** Opening Excerpted data block **

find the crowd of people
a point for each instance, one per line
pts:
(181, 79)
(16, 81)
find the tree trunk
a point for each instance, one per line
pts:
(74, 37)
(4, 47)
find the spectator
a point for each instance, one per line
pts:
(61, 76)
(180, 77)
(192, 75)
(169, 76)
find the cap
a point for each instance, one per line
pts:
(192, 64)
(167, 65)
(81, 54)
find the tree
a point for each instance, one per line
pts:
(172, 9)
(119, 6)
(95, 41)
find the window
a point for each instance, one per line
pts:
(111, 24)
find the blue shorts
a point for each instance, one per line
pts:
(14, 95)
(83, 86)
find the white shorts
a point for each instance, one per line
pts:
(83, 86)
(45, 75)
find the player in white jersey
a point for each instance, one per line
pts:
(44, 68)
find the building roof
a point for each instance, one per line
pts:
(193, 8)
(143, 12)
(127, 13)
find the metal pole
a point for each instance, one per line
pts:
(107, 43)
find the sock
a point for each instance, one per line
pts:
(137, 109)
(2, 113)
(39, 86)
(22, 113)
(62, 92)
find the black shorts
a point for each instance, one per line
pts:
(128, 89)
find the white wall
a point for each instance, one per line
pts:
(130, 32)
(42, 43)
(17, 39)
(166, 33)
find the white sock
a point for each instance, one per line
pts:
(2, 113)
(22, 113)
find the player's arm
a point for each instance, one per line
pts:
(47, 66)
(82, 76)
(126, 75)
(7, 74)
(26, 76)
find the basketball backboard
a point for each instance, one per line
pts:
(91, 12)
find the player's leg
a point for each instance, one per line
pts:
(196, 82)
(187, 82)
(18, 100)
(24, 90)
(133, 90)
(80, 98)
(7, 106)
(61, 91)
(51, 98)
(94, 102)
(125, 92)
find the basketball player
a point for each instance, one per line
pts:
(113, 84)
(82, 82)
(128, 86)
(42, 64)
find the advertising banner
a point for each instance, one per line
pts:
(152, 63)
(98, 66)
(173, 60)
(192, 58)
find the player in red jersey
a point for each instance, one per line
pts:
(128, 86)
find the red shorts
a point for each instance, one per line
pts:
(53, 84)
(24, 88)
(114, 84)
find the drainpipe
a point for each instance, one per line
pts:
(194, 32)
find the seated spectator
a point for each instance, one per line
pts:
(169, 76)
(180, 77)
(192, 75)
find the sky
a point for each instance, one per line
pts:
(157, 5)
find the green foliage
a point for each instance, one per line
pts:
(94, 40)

** Closing Excerpted data block **

▶ _Directions for this task_
Copy the entries exactly, leaving no line out.

▶ _Exercise output_
find the crowd of people
a point for each instance, one per line
pts:
(181, 79)
(16, 81)
find the tree trunk
a point for each instance, one per line
pts:
(74, 37)
(4, 47)
find the spectator
a point for each instance, one per line
pts:
(61, 76)
(180, 77)
(192, 75)
(169, 76)
find the cap
a point for each instance, one per line
pts:
(192, 64)
(167, 65)
(81, 54)
find the tree
a point for each instance, one per line
pts:
(172, 9)
(119, 6)
(95, 41)
find the window
a point for each instance, one per line
pts:
(111, 24)
find the blue shorts
a point for each instance, one per line
pts:
(14, 95)
(83, 86)
find the white shorts
a point for each instance, one per line
pts:
(83, 86)
(45, 75)
find the player in white jersey
a point for each instance, one per line
pts:
(44, 68)
find the building roof
a point for each instance, one per line
pts:
(193, 8)
(143, 12)
(127, 13)
find the metal pole
a point for each instance, one per line
pts:
(107, 43)
find the sock
a point for each instance, one per line
pts:
(137, 109)
(2, 113)
(39, 86)
(22, 113)
(62, 92)
find the black shorts
a point for each instance, one per line
pts:
(128, 89)
find the white wall
a point for each instance, one per line
pts:
(130, 32)
(42, 43)
(17, 39)
(166, 33)
find the white sock
a point for each instance, one per line
pts:
(2, 113)
(22, 113)
find the player's arm
a point for each instance, one per line
pts:
(47, 66)
(82, 76)
(126, 75)
(7, 74)
(26, 76)
find the basketball backboard
a point for each instance, one per line
pts:
(91, 12)
find the player's leg
a point for each instance, one per line
pts:
(196, 82)
(187, 82)
(18, 100)
(24, 90)
(133, 90)
(80, 98)
(7, 106)
(61, 91)
(51, 98)
(94, 102)
(125, 92)
find the basketball player
a point for each instance, one per line
pts:
(113, 84)
(82, 82)
(128, 86)
(42, 64)
find the advertising banner
a point for each instance, one per line
pts:
(152, 63)
(98, 66)
(173, 60)
(192, 58)
find the player in red jersey
a point for each instance, one per line
pts:
(128, 86)
find the red shorts
a point for each instance, one per line
pts:
(53, 84)
(24, 88)
(114, 84)
find the drainpipe
a point for each instance, one per line
pts:
(194, 32)
find the seated spectator
a point for each instance, one per line
pts:
(169, 76)
(180, 77)
(192, 75)
find the sky
a point for each instance, one per line
pts:
(157, 5)
find the green foliage
a point for each instance, one per line
pts:
(94, 40)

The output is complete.